- THE TASK: Transcribe exactly the portion of the listing below that runs from the line containing "Every instance of the gravel" through its last line.
*** INPUT FOR THIS TASK Section Begins ***
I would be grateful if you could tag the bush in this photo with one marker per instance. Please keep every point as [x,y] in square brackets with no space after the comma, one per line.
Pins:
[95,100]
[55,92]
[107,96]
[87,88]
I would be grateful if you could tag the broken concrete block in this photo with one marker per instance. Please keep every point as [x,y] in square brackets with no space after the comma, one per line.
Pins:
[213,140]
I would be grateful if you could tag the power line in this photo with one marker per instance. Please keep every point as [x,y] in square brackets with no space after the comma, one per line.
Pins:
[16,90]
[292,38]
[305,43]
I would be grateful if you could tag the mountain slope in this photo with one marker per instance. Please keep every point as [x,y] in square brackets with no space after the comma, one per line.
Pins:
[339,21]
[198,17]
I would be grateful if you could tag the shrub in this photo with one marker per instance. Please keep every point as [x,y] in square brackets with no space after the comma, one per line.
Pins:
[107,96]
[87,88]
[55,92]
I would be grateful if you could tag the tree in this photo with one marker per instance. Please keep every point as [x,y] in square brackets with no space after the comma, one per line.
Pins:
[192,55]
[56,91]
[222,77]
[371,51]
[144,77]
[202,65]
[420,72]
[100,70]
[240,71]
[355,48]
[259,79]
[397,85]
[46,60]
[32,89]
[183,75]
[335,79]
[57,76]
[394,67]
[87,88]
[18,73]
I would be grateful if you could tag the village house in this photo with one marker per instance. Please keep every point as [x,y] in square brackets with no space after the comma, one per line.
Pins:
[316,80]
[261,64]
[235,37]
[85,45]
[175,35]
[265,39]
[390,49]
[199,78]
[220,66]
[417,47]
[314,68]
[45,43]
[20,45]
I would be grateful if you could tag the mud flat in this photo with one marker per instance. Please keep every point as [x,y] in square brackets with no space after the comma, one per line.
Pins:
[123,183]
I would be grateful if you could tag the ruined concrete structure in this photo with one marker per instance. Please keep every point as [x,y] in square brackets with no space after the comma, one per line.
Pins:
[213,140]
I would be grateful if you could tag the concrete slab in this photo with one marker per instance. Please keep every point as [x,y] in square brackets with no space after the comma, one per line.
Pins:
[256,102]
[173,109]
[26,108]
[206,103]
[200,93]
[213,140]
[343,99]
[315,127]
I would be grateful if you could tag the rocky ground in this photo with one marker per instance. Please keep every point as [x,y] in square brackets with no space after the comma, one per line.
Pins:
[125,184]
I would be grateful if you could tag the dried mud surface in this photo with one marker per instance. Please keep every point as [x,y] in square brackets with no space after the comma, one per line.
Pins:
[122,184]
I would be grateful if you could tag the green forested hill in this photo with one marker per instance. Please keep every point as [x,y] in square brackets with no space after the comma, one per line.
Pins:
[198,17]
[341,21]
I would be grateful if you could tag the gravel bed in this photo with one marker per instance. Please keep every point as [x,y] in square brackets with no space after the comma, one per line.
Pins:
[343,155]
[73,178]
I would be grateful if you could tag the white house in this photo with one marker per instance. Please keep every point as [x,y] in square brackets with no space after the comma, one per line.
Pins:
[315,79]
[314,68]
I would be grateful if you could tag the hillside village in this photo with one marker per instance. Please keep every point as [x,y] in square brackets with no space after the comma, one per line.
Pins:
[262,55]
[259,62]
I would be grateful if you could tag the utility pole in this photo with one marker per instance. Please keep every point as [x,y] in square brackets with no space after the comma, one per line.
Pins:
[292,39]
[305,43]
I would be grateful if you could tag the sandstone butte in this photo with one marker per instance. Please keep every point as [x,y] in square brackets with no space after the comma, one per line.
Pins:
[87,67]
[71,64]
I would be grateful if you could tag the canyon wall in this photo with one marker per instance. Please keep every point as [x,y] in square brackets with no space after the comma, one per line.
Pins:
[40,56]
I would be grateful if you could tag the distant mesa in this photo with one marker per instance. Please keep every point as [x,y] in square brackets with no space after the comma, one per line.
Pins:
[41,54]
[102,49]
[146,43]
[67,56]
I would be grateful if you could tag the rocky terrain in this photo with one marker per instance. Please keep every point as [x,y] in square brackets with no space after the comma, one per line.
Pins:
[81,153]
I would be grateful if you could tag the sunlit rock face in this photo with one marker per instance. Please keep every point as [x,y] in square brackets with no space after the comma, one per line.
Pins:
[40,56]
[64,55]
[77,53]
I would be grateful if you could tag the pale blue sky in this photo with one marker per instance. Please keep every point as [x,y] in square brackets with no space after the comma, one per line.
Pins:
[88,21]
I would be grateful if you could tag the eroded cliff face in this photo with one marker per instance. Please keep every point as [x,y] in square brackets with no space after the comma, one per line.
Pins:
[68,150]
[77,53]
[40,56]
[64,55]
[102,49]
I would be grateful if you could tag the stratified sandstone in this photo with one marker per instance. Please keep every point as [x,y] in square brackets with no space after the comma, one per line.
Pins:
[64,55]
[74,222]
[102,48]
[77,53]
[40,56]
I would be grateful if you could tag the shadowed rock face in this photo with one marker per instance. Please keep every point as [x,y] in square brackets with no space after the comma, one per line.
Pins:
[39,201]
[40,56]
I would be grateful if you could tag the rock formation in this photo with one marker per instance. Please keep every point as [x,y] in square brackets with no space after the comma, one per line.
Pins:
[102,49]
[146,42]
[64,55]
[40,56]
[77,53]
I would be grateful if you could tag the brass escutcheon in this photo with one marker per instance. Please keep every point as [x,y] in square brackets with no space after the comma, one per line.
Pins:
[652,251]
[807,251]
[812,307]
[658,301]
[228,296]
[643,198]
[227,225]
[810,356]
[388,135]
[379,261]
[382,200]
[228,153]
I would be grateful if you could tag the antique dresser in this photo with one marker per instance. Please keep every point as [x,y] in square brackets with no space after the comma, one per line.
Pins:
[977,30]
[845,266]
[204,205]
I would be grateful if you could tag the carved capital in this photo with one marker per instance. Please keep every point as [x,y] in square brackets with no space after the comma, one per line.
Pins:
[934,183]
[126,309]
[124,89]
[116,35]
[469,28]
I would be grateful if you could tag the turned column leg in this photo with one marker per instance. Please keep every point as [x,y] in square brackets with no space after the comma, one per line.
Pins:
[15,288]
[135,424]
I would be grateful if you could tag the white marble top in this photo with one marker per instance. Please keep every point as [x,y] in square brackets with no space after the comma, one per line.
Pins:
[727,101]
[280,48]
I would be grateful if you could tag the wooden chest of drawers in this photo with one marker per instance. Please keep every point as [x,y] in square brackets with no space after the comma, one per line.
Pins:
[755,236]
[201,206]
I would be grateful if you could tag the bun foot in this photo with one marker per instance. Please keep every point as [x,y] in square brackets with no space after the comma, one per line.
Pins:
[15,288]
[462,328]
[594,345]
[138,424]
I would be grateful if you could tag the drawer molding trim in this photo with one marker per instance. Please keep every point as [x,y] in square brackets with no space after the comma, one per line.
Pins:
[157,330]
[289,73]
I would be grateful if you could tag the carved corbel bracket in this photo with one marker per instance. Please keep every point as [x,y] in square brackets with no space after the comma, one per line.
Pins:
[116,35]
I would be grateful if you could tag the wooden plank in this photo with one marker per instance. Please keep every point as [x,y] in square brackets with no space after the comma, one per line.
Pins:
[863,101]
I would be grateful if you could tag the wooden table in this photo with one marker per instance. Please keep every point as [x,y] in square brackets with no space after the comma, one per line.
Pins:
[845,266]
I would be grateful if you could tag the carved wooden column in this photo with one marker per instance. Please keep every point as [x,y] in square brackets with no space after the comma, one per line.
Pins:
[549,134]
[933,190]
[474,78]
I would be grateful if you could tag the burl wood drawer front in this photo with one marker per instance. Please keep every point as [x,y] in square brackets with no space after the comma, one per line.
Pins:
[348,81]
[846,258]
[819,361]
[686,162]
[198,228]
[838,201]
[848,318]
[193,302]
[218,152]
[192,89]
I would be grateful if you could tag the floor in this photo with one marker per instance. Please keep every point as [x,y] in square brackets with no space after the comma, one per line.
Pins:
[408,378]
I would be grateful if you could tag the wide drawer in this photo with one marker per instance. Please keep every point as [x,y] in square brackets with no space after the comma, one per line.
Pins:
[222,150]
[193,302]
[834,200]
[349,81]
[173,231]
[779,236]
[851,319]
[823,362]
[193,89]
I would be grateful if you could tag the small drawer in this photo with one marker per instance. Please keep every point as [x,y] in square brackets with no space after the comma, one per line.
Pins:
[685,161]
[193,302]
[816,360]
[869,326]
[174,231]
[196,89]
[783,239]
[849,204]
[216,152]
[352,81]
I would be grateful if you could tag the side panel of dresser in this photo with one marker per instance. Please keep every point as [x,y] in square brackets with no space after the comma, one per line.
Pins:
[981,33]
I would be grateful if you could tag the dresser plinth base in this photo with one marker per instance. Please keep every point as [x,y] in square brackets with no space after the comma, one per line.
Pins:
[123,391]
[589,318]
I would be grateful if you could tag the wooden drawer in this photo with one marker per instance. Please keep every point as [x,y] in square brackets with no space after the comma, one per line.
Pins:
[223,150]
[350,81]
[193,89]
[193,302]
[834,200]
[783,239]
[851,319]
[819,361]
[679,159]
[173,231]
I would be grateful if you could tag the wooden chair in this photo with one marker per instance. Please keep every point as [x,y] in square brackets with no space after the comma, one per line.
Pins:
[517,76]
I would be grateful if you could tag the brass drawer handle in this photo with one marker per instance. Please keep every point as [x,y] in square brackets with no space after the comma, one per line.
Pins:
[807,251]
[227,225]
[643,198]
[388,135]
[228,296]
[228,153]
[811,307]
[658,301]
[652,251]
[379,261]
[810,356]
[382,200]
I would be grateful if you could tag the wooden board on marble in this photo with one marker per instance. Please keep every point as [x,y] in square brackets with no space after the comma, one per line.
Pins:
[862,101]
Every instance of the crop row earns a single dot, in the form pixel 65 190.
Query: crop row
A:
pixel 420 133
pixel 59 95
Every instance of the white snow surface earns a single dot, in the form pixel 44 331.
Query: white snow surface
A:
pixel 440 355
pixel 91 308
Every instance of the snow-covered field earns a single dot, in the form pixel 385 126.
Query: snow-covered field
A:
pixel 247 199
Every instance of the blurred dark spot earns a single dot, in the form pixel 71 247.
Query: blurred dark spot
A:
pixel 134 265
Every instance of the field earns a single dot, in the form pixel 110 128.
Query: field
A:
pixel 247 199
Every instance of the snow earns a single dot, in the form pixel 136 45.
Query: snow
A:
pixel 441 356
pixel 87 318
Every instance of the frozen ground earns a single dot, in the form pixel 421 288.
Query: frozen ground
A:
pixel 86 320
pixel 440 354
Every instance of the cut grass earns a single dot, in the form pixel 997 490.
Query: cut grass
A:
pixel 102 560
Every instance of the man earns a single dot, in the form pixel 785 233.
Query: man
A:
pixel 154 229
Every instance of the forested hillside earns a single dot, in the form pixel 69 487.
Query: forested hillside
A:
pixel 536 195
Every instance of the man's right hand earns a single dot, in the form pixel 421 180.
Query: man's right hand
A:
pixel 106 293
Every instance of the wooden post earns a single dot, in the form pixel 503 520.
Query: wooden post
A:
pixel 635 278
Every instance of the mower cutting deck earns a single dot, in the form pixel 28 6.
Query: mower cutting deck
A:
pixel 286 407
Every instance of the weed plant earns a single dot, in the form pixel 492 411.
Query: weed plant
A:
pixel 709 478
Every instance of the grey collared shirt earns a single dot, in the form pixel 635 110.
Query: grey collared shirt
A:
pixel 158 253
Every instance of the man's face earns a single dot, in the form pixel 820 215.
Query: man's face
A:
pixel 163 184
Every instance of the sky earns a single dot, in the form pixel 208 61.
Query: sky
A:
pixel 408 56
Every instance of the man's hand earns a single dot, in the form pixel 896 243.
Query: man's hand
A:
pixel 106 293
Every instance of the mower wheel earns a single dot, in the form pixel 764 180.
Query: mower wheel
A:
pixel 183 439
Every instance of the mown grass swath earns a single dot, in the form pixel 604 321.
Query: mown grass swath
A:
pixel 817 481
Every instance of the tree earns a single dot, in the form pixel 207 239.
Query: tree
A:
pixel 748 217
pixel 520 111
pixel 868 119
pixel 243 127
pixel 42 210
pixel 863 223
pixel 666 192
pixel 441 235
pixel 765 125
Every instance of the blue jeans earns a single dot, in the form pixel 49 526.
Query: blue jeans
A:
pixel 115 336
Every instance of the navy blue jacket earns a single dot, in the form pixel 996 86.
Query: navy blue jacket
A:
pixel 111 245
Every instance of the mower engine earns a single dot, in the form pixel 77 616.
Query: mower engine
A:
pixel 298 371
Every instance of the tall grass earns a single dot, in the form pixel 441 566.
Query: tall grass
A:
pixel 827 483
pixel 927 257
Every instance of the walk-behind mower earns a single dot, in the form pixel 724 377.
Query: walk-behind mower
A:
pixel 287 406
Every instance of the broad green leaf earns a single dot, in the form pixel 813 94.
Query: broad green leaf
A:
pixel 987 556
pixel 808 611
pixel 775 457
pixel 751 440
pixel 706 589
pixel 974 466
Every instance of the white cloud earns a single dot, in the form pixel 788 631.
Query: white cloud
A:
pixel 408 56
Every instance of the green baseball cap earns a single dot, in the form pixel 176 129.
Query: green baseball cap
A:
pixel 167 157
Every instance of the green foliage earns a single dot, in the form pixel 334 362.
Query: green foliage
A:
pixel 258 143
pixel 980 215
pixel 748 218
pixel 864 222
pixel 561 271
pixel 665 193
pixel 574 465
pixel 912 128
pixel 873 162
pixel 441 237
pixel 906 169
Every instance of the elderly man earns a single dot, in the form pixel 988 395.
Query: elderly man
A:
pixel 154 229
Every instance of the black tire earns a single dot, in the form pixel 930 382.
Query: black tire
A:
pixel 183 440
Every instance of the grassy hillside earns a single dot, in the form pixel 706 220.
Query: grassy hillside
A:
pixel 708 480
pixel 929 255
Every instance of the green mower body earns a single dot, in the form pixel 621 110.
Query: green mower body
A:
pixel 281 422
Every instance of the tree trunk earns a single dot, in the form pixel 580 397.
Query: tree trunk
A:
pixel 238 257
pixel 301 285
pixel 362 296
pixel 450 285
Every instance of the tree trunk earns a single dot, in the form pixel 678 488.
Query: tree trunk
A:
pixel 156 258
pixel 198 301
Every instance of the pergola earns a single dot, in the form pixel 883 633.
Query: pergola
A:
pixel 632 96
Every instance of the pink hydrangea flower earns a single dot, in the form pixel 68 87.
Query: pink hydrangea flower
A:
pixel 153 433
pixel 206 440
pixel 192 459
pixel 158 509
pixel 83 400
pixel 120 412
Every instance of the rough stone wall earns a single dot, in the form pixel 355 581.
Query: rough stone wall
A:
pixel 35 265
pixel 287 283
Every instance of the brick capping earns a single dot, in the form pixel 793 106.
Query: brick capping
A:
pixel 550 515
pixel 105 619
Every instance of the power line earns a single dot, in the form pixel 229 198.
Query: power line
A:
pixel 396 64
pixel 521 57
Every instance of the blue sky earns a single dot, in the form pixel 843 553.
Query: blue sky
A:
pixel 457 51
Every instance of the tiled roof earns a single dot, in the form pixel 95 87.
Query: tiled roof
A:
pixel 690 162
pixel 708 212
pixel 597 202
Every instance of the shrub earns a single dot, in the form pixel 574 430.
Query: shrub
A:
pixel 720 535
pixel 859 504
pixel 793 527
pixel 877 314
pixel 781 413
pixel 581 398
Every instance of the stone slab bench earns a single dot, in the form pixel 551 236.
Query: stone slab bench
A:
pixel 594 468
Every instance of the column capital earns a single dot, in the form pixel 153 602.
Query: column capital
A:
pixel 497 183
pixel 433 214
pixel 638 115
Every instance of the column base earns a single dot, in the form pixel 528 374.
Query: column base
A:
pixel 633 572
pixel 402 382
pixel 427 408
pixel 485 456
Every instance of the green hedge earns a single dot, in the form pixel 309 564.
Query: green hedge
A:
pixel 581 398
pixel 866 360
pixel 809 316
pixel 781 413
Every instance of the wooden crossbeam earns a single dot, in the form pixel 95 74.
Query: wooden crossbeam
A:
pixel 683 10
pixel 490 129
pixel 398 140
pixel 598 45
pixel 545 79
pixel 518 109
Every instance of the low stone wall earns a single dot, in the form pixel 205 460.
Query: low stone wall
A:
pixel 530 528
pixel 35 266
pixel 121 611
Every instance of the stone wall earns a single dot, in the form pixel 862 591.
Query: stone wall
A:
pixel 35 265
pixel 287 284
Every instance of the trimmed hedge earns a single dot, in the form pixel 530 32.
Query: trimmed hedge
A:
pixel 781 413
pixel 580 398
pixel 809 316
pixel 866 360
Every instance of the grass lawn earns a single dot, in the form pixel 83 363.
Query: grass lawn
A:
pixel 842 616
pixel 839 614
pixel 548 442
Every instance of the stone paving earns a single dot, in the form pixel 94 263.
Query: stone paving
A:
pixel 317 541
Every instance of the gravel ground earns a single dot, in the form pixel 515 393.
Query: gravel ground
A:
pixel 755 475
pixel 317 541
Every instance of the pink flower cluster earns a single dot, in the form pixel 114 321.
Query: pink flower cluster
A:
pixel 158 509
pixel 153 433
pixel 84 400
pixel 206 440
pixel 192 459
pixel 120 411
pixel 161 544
*** INPUT FOR THIS TASK Section Ends ***
- TASK ANSWER:
Every instance of the gravel ground earns a single dot, in the form pixel 515 393.
Query: gravel ground
A:
pixel 755 475
pixel 317 541
Every instance of the pink flower cluster earns a single dot, in the form pixel 114 321.
Query: pink flower cluster
A:
pixel 158 509
pixel 153 433
pixel 84 400
pixel 206 440
pixel 192 459
pixel 120 411
pixel 161 544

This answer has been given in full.